Add 46 to every x and y coordinate in the answers, then write out the listing again from the line with "You are given a photograph. Could you point to the window" through the end of the listing, with the requests kept in. Leave the numbers in the requests and their format samples as they are.
#####
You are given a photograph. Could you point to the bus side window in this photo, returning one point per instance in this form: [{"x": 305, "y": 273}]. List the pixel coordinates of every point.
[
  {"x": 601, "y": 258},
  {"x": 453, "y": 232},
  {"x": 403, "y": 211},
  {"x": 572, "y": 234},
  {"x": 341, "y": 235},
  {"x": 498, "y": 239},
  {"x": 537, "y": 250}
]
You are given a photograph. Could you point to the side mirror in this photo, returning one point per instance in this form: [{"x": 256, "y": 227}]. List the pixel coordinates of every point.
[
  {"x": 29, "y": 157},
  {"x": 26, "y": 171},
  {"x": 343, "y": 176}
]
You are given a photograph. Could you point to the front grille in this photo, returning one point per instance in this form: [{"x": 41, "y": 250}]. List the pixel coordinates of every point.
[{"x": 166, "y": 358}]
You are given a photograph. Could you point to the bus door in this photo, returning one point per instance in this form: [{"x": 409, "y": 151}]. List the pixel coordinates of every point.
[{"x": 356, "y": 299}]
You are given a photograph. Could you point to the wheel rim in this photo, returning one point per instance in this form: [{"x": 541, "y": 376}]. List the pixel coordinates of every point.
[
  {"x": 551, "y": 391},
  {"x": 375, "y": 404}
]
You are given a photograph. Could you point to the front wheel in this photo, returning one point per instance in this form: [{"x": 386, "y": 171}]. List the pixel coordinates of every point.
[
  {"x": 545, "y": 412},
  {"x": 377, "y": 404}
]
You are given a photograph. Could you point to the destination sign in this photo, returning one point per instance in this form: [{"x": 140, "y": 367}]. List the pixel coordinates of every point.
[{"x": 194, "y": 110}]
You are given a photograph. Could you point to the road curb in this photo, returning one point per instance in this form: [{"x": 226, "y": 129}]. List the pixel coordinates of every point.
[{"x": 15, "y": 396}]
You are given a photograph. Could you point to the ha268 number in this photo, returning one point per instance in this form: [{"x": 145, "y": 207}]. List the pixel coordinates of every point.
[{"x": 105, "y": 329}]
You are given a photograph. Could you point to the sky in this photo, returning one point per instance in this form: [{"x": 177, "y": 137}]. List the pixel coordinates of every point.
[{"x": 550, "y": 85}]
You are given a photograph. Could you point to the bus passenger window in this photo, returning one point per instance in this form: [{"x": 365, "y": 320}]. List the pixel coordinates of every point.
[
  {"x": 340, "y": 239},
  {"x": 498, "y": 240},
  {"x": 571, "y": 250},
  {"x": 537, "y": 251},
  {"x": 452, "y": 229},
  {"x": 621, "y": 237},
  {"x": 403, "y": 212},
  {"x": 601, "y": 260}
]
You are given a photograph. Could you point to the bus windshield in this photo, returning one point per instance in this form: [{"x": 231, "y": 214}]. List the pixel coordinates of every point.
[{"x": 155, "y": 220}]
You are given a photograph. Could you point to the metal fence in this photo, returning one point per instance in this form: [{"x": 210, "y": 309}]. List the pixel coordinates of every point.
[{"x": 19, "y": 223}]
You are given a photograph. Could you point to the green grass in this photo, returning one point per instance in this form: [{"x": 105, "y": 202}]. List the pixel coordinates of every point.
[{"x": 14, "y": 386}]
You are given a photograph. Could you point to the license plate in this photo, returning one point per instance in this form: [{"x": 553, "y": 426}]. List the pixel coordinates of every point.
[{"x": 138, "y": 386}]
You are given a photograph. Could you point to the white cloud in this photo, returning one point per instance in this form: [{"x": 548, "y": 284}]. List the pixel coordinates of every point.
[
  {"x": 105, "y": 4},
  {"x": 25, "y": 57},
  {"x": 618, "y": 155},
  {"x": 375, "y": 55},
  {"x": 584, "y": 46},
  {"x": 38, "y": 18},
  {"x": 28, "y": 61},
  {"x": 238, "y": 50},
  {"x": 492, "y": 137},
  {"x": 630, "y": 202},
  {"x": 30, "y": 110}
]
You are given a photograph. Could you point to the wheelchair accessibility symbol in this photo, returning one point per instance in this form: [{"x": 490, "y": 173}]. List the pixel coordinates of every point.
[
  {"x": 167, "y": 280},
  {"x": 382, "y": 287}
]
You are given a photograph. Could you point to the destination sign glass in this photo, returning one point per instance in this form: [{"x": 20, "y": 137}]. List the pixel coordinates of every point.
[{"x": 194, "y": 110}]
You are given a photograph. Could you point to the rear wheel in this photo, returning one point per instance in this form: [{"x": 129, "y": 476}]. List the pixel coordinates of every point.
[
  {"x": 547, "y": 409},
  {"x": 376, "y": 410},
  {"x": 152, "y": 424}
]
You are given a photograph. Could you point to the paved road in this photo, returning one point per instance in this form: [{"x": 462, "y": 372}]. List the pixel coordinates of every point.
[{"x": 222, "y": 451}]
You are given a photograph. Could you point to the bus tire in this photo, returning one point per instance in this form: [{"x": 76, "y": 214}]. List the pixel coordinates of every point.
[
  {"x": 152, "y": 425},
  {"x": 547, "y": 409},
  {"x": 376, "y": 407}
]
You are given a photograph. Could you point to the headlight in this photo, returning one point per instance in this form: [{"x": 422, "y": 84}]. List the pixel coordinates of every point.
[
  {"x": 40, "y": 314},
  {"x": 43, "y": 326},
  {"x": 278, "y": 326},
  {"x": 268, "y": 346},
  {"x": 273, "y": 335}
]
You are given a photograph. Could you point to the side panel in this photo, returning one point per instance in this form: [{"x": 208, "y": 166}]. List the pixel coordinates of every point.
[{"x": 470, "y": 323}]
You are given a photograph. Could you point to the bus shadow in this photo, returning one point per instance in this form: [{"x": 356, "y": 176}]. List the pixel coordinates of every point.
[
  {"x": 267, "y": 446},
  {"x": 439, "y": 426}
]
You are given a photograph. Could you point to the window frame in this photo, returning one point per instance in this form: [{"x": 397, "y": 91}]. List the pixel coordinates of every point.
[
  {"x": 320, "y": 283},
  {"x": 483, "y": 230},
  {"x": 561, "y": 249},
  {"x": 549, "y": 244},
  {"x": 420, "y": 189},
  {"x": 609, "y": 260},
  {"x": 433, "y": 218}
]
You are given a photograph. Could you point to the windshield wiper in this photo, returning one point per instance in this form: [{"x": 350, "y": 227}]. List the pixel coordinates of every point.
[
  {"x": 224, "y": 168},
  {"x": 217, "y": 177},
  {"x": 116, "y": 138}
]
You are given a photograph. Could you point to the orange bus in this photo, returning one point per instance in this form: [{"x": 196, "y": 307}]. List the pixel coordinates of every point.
#####
__EXPECTED ANSWER__:
You are given a photograph. Could you point to the window frame in this photo, returning one point per instance in this form: [{"x": 397, "y": 91}]. List the pixel coordinates of every point.
[
  {"x": 366, "y": 329},
  {"x": 529, "y": 276},
  {"x": 607, "y": 295},
  {"x": 595, "y": 290},
  {"x": 466, "y": 235},
  {"x": 655, "y": 306},
  {"x": 479, "y": 264}
]
You are given a photograph. Could you point to the windshield wiper in this photo, returning one point per instance in this form: [{"x": 350, "y": 227}]. List the pixel coordinates of every point.
[
  {"x": 270, "y": 214},
  {"x": 263, "y": 223},
  {"x": 162, "y": 184}
]
You are given a photograph. Could you point to the orange bus in this photo, returning one point per instance in this form: [{"x": 196, "y": 307}]. List the pixel coordinates of every point.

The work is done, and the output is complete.